## [Short exercise]
Locate every line in the material below that contains the word "berry" and copy each one.
-- Start of Material provided --
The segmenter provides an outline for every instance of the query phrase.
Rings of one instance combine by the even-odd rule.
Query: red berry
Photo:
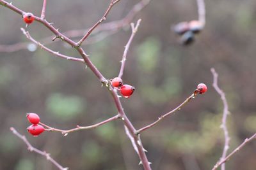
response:
[[[29,113],[26,115],[28,121],[32,124],[37,124],[40,122],[40,117],[36,113]]]
[[[135,88],[129,85],[124,85],[121,87],[120,90],[122,95],[125,98],[128,98],[132,94],[133,92],[134,91]]]
[[[23,15],[23,20],[28,24],[31,24],[35,20],[34,15],[31,13],[26,13]]]
[[[27,128],[28,132],[34,136],[37,136],[44,131],[44,128],[40,125],[31,125]]]
[[[119,87],[123,85],[123,80],[119,77],[116,77],[112,80],[111,84],[113,87]]]
[[[204,83],[200,83],[197,85],[197,90],[200,94],[205,93],[207,91],[207,87]]]

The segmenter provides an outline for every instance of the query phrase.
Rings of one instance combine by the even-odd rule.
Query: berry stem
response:
[[[138,130],[136,132],[136,134],[138,135],[140,134],[141,132],[142,132],[144,131],[146,131],[151,127],[152,127],[153,126],[156,125],[157,123],[159,123],[161,120],[162,120],[164,118],[165,118],[167,116],[169,116],[173,113],[174,113],[175,112],[176,112],[178,110],[180,110],[181,109],[181,108],[182,106],[184,106],[186,103],[188,103],[189,101],[190,101],[192,99],[195,98],[195,96],[196,96],[198,92],[196,90],[195,90],[195,92],[193,94],[192,94],[191,96],[190,96],[189,97],[188,97],[182,103],[181,103],[180,105],[179,105],[177,108],[175,108],[175,109],[173,109],[173,110],[161,115],[161,117],[159,117],[158,118],[158,119],[155,121],[154,122],[145,126],[143,127],[141,129],[140,129],[139,130]]]
[[[134,23],[131,23],[131,27],[132,27],[132,34],[131,35],[130,38],[128,40],[127,43],[126,44],[125,46],[125,49],[124,51],[124,54],[123,54],[123,57],[122,59],[121,60],[121,67],[119,71],[119,74],[118,74],[118,77],[119,78],[122,78],[122,76],[123,76],[123,73],[124,73],[124,66],[125,65],[125,60],[126,60],[126,56],[127,55],[127,53],[128,53],[128,50],[129,48],[130,48],[130,45],[132,41],[133,38],[134,37],[136,33],[138,31],[138,28],[140,26],[140,22],[141,21],[141,19],[138,20],[137,21],[137,24],[136,25],[136,26],[134,27]]]
[[[55,160],[54,160],[51,156],[50,154],[48,153],[46,153],[45,152],[43,152],[42,150],[40,150],[38,149],[36,149],[36,148],[34,148],[30,143],[28,141],[27,138],[26,138],[25,136],[21,135],[20,133],[19,133],[13,127],[11,127],[10,130],[12,132],[16,135],[17,137],[20,138],[28,146],[28,150],[29,150],[30,152],[35,152],[35,153],[37,153],[42,156],[45,157],[46,159],[51,162],[56,167],[58,167],[58,169],[60,170],[68,170],[67,167],[62,167],[59,163],[57,162]]]
[[[47,3],[47,0],[44,0],[43,3],[43,8],[42,9],[41,13],[41,19],[44,20],[45,18],[45,8],[46,8],[46,3]]]

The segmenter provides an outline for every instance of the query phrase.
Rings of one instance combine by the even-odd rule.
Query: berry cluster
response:
[[[111,80],[111,85],[113,87],[116,88],[125,98],[129,98],[135,90],[135,88],[129,85],[124,85],[123,80],[119,78],[114,78]]]
[[[28,121],[32,124],[32,125],[28,127],[28,132],[34,136],[37,136],[44,131],[44,127],[38,125],[40,117],[36,113],[27,113],[26,117]]]
[[[23,15],[23,20],[26,24],[31,24],[35,20],[34,15],[32,13],[26,13]]]
[[[173,27],[173,31],[180,35],[180,42],[182,45],[189,45],[195,39],[195,34],[199,33],[204,28],[204,24],[198,20],[182,22]]]

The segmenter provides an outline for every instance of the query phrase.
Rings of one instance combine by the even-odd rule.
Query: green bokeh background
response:
[[[42,1],[13,1],[24,11],[40,15]],[[48,1],[46,18],[64,32],[92,26],[109,1]],[[138,1],[122,0],[108,21],[122,18]],[[170,26],[197,17],[195,1],[156,1],[142,10],[139,31],[128,53],[123,77],[136,92],[122,99],[125,111],[136,128],[174,108],[205,83],[209,90],[175,115],[145,132],[142,141],[153,169],[211,169],[223,145],[220,128],[223,104],[211,87],[210,69],[219,73],[230,114],[230,149],[256,131],[256,1],[206,0],[206,26],[196,41],[182,46]],[[29,42],[20,28],[19,15],[0,6],[0,44]],[[27,29],[36,39],[52,36],[35,22]],[[107,78],[118,75],[129,27],[84,48]],[[79,56],[58,41],[51,49]],[[13,135],[13,127],[35,147],[49,152],[70,169],[142,169],[120,121],[67,136],[44,132],[33,138],[26,132],[26,113],[38,113],[42,122],[67,129],[113,116],[117,111],[111,95],[82,64],[54,57],[41,49],[0,52],[0,169],[57,169],[45,158],[30,153]],[[227,169],[256,169],[255,142],[248,144],[227,164]]]

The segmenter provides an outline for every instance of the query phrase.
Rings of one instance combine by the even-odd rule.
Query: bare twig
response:
[[[220,160],[224,159],[226,157],[227,152],[229,148],[229,141],[230,140],[230,137],[228,136],[228,131],[227,127],[227,118],[228,115],[228,105],[226,99],[226,97],[223,91],[220,89],[218,85],[218,73],[215,71],[214,68],[211,69],[211,71],[213,75],[213,83],[212,86],[215,89],[215,90],[220,94],[221,96],[221,99],[223,101],[224,108],[223,108],[223,113],[222,117],[222,123],[221,125],[221,127],[223,129],[224,132],[224,137],[225,137],[225,144],[223,147],[223,151],[222,153],[221,157],[220,158]],[[221,165],[221,170],[225,170],[225,166],[223,163]]]
[[[45,18],[45,8],[47,3],[47,0],[44,0],[43,8],[42,9],[42,13],[41,13],[41,19],[42,20],[44,20],[44,18]]]
[[[24,28],[21,28],[20,30],[22,31],[23,34],[27,37],[28,39],[30,39],[32,42],[33,42],[34,43],[36,44],[42,49],[44,49],[45,51],[47,51],[51,53],[52,53],[53,55],[54,55],[54,56],[56,56],[56,57],[61,57],[62,59],[65,59],[69,60],[84,62],[84,60],[83,59],[78,59],[78,58],[75,58],[75,57],[69,57],[69,56],[65,55],[63,54],[60,53],[58,52],[55,52],[55,51],[53,51],[53,50],[51,50],[50,48],[45,46],[42,43],[40,43],[40,42],[38,42],[36,40],[35,40],[35,39],[33,39],[30,36],[30,34],[28,32],[28,31],[26,31]]]
[[[58,163],[55,160],[54,160],[51,156],[50,153],[46,153],[45,151],[42,151],[38,149],[36,149],[34,148],[30,143],[28,141],[28,139],[26,138],[25,136],[21,135],[20,133],[19,133],[13,127],[11,127],[10,130],[12,132],[18,136],[19,138],[20,138],[28,146],[28,150],[30,152],[35,152],[35,153],[37,153],[44,157],[45,157],[46,159],[51,162],[56,167],[58,167],[58,169],[60,170],[68,170],[68,167],[63,167],[59,163]]]
[[[218,167],[219,167],[220,166],[221,164],[225,163],[227,162],[230,158],[233,156],[236,152],[237,152],[239,150],[240,150],[243,147],[244,147],[248,143],[252,141],[252,140],[255,139],[256,138],[256,133],[254,134],[253,136],[252,136],[250,138],[246,138],[244,139],[244,141],[236,148],[235,150],[232,151],[228,155],[227,155],[225,159],[220,160],[219,162],[218,162],[214,167],[212,168],[212,170],[216,170],[217,169]]]
[[[186,103],[188,103],[189,101],[190,101],[192,99],[195,98],[195,96],[196,96],[197,94],[197,91],[195,90],[195,92],[190,96],[189,97],[188,97],[182,104],[180,104],[180,105],[179,105],[178,107],[177,107],[176,108],[173,109],[173,110],[169,111],[168,113],[166,113],[163,115],[161,115],[160,117],[158,118],[158,119],[155,121],[154,122],[145,126],[143,127],[141,129],[140,129],[139,130],[138,130],[136,132],[136,134],[139,134],[141,132],[142,132],[144,131],[146,131],[147,129],[148,129],[151,127],[152,127],[153,126],[154,126],[155,125],[156,125],[157,123],[159,123],[161,120],[162,120],[164,118],[165,118],[167,116],[169,116],[173,113],[174,113],[175,112],[176,112],[178,110],[180,110],[181,109],[181,108],[182,106],[184,106]]]
[[[205,25],[205,4],[204,0],[196,0],[197,10],[198,13],[198,20],[202,22],[203,26]]]
[[[102,23],[104,20],[106,20],[107,19],[107,16],[108,14],[109,13],[110,10],[111,10],[112,7],[116,4],[118,2],[119,2],[120,0],[111,0],[111,3],[109,4],[109,6],[108,6],[107,10],[106,11],[105,13],[103,15],[102,17],[95,24],[94,24],[92,27],[91,27],[89,31],[87,32],[87,33],[79,40],[79,41],[77,42],[77,46],[79,46],[81,45],[83,42],[90,36],[90,34],[92,33],[92,32],[100,24]]]
[[[136,26],[134,26],[134,23],[131,24],[131,27],[132,27],[132,34],[131,35],[130,38],[128,40],[127,43],[126,44],[126,45],[125,46],[123,57],[121,60],[122,64],[121,64],[121,67],[120,67],[120,70],[119,74],[118,74],[119,78],[122,78],[122,76],[123,76],[124,66],[125,66],[126,56],[127,55],[128,50],[129,50],[129,48],[130,48],[131,43],[132,43],[133,38],[134,37],[136,33],[137,32],[138,28],[140,26],[140,24],[141,21],[141,19],[139,19],[137,21],[137,24],[136,24]]]
[[[102,32],[102,34],[97,35],[97,37],[89,37],[87,38],[87,41],[83,43],[83,45],[93,44],[101,41],[108,36],[118,32],[122,27],[128,25],[135,16],[139,13],[145,6],[146,6],[151,0],[141,0],[138,4],[134,6],[130,12],[122,20],[109,22],[108,23],[102,24],[99,25],[91,34],[99,33],[99,32]],[[88,32],[89,29],[77,29],[71,30],[63,32],[63,34],[67,37],[77,38],[84,35],[84,32]],[[104,34],[103,34],[104,33]],[[38,41],[42,42],[44,45],[49,45],[52,43],[52,37],[49,36],[40,39]],[[17,43],[13,45],[0,45],[0,52],[13,52],[24,50],[28,48],[28,43]]]
[[[113,120],[118,119],[118,118],[120,118],[120,115],[115,115],[115,116],[114,116],[113,117],[111,117],[111,118],[108,118],[107,120],[104,120],[102,122],[99,122],[98,124],[94,124],[94,125],[89,125],[89,126],[79,126],[79,125],[77,125],[77,127],[76,128],[71,129],[69,129],[69,130],[62,130],[62,129],[60,129],[54,128],[54,127],[52,127],[49,126],[47,125],[45,125],[45,124],[43,124],[42,122],[40,122],[39,124],[40,125],[42,125],[47,127],[47,129],[46,129],[46,130],[48,131],[60,132],[61,132],[62,134],[63,134],[64,136],[66,136],[70,132],[75,132],[75,131],[78,131],[83,130],[83,129],[94,129],[94,128],[98,127],[99,127],[100,125],[102,125],[104,124],[107,124],[108,122],[111,122]]]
-- End of Material provided --
## [Correct output]
Query: red berry
Query: berry stem
Query: berry cluster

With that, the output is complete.